→ **Work task**: With the pictures removed, write out the full listing below exactly.

→ **Records to process**:
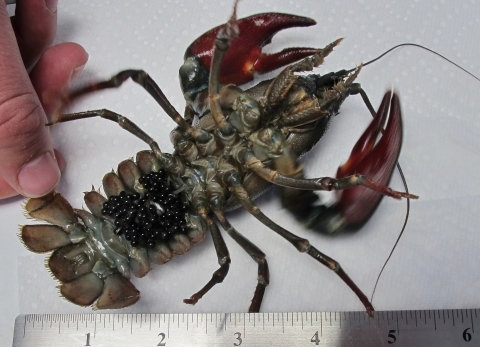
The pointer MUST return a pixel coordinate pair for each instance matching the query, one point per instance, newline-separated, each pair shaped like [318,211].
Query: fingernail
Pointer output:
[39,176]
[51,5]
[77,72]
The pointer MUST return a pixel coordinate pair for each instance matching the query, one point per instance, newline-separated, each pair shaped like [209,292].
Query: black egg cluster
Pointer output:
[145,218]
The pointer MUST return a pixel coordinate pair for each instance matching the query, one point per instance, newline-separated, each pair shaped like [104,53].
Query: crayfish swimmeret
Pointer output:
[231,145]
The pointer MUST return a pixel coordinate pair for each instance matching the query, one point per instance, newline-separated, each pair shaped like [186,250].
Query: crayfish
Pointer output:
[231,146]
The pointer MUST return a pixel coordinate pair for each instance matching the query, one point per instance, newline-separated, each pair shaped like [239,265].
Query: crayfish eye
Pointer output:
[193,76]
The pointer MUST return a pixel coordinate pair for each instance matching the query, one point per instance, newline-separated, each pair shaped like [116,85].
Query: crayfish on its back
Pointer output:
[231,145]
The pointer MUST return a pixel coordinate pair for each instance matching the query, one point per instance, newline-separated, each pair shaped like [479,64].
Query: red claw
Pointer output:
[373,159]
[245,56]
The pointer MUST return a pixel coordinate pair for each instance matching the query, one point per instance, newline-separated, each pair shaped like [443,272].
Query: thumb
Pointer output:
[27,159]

→ **Response to the exercise**:
The pointer MUST return a pixel coordinate pair for each instance matching the query, one point per instance, newline-separated, each pair shaped like [318,211].
Query: fingernail
Pointer output:
[39,176]
[51,5]
[77,72]
The pointer MUST return a pixel coordinate pair for each instance matching the query, one point per instance, newline-separated, each pair shaped like [209,292].
Query: black egg cluster
Pointer output:
[145,218]
The pointer MUST return a pixel coordinate pair for each instance matching the query, one point per instance, newline-separated, each pair shaped like [104,53].
Query: crayfish swimmeret
Pointer output:
[231,145]
The pointer MUST return a pixel coordinate pair for each instance matching the query, one point per instance, newline-separated, each pair shaped like [186,250].
Query: crayfish
Pointer output:
[231,146]
The pointer MUST return a pixel coordinate pair for each instance matching the query, one point per instance, newline-separated, each pair shaped like [239,265].
Query: crayfish eye
Pointer output:
[193,76]
The pointer MUST return a pixel coordinate pair for each instance matching the query, one point per instance, newline-separated, each pair shaped like [116,85].
Query: crayfish on its back
Pointer output:
[231,145]
The pointer MUST return a pixel coordinate pair for each instance matching the query, one point per instance, newline-separated, each pair shaped like [479,64].
Query: red claw
Pointer output:
[373,159]
[245,56]
The pointer MUST return a pixel coordinate pair for each instance matching the query, one point per instance, newline-separated, each pair shaped like [443,272].
Query: thumb
Pointer output:
[27,159]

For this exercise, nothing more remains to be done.